◆ TASK OBJECTIVE
Copy the biography of Miloslav Rechcigl from "Miloslav Rechcigl, Jr., or" to "Arts and Sciences.", renaming "cancer researcher" as "oncology researcher".

◆ TEXT PASSAGE
Miloslav Rechcigl, Jr., or Mila Rechcigl, is a trained biochemist, nutritionist and cancer researcher, writer, editor, historian, bibliographer and genealogist. He was one of the founders and past President for many years of the Czechoslovak Society of Arts and Sciences.

Biography
Rechcigl was born on 30 July 1930 in Mladá Boleslav, Czechoslovakia. His father, Miloslav Rechcigl, Sr., was a prominent politician in the pre-World War II Czechoslovakia, having been elected as the youngest member to the Czechoslovak Parliament and who held the position of President of the Millers Association of Bohemia and Moravia. After the communist takeover, he escaped from his native country and in 1950 immigrated to the United States, where he became a naturalized citizen in 1955. He studied at Cornell University from 1951 to 1958, receiving his B.S., M.N.S., and Ph.D. degrees there, specializing in biochemistry, nutrition, physiology, and food science.

He then spent two years conducting research at the National Institutes of Health in Bethesda, Maryland, as a Postdoctoral Research Fellow. Subsequently, he was appointed as research biochemist to the staff of the Laboratory of Biochemistry at the National Cancer Institute.  During 1968–69 he was selected for one year of training in a special USPHS executive program in health administration, research management, grants administration, and science policy.

This led to his appointment as Special Assistant for Nutrition and Health in the Health Services and Mental Health Administration. In 1970 he joined the US Agency for International Development, which was originally a part of the US Department of State, as nutrition advisor and later was put in charge of research program.

◆ GIVEN DATA
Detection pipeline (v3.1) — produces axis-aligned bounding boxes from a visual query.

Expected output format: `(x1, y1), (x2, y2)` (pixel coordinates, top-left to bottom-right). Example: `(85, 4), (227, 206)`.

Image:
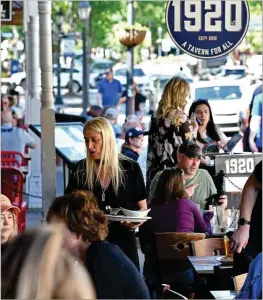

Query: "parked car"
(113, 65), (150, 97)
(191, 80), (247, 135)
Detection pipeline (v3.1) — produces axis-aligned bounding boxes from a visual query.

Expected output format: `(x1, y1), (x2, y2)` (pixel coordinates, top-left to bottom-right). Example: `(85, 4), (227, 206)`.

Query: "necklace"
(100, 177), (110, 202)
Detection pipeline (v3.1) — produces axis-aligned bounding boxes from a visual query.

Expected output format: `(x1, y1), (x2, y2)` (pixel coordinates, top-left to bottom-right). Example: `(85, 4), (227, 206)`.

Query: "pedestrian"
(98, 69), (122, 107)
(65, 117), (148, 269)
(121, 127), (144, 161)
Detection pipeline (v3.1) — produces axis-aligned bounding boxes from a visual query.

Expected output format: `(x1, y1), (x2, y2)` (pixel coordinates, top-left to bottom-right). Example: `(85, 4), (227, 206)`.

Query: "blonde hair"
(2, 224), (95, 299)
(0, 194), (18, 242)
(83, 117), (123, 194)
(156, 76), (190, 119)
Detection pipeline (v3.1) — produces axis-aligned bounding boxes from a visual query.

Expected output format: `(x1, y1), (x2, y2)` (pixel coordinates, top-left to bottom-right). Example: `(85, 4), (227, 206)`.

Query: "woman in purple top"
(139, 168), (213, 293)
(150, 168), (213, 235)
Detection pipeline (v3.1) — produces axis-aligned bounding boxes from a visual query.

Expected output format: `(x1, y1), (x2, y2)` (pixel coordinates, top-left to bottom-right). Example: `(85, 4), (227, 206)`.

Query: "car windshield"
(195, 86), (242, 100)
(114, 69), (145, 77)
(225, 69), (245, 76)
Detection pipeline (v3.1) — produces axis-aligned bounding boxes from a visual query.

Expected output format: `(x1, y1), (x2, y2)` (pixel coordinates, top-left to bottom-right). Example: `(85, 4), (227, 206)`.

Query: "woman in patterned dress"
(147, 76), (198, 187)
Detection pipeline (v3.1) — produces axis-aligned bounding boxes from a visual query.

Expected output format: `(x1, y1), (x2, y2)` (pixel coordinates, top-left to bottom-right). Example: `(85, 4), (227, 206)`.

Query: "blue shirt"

◆ SOLUTION
Miloslav Rechcigl, Jr., or Mila Rechcigl, is a trained biochemist, nutritionist and oncology researcher, writer, editor, historian, bibliographer and genealogist. He was one of the founders and past President for many years of the Czechoslovak Society of Arts and Sciences.